YOUR GOAL> Can you render the material as a JSON list of strings, one per line, starting at the line that contains "for water and" and ending at the line that contains "[47,9,177,117]", with both of those lines included and blank lines left out?

DATA SUPPLIED>

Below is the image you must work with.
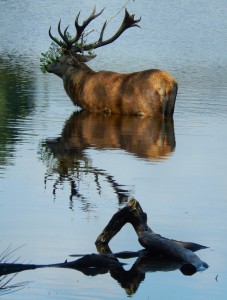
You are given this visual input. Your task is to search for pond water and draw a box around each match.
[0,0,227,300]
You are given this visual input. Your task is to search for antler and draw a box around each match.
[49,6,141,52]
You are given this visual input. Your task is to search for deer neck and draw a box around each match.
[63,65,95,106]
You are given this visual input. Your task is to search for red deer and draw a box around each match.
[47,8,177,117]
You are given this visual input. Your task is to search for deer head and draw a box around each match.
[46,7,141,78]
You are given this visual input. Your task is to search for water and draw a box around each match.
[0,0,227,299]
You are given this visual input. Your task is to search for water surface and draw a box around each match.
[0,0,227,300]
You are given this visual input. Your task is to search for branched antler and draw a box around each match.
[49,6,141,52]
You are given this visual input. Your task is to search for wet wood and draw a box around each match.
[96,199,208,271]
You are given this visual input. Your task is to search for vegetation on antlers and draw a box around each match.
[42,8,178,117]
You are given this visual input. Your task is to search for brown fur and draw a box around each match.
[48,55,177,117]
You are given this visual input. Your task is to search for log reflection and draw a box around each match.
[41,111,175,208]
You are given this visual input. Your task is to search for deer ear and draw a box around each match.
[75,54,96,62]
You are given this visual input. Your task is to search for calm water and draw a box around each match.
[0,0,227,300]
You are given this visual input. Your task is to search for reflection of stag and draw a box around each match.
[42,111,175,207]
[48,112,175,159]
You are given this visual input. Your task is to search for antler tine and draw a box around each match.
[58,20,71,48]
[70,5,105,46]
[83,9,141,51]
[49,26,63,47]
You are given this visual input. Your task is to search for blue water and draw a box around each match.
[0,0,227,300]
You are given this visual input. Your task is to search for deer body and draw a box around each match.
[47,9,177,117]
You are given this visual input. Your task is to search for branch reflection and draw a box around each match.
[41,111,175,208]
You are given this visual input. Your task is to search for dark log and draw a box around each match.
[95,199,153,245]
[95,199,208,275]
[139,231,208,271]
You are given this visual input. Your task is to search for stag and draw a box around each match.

RESULT>
[
  "You are given this visual input. Your task is to search for water and draw a box around each match.",
  "[0,0,227,299]",
  "You are given this visual input. Your task is to search for water surface and draw a box around each match.",
  "[0,0,227,300]",
  "You are given this visual input. Your task is to search for branched antler and draw a box around each match.",
  "[49,6,141,52]",
  "You are given this visual input. Your task is to search for wet wood and draw a box around each match.",
  "[96,199,208,271]",
  "You are given this visual input. Your task is to search for vegetation on antlers and draw a box around each match.",
  "[42,8,178,117]",
  "You are given this visual input. Your task is to search for brown fur and draw a box around each match.",
  "[48,55,177,117]",
  "You are given this visual input. Your task is to search for log reflection and draw a box around each match.",
  "[41,111,175,208]",
  "You are given this visual input. Your task is to search for deer ear and draw a box around each match.",
  "[75,54,96,62]",
  "You are given this visual input. Your task is to search for calm water and draw a box around each match.",
  "[0,0,227,300]",
  "You are given this visual input. Your task is to search for reflection of stag and draw a box around each match.",
  "[42,111,175,207]",
  "[48,112,175,159]",
  "You are given this visual input. Your task is to search for antler tine and draw a box around each match.",
  "[58,20,71,48]",
  "[70,5,105,46]",
  "[83,9,141,51]",
  "[49,26,63,47]",
  "You are given this visual input. Your task is to search for blue water and draw a box around each match.",
  "[0,0,227,300]",
  "You are given this visual input. Your task is to search for deer body and draw a box around each match.",
  "[47,9,177,117]"
]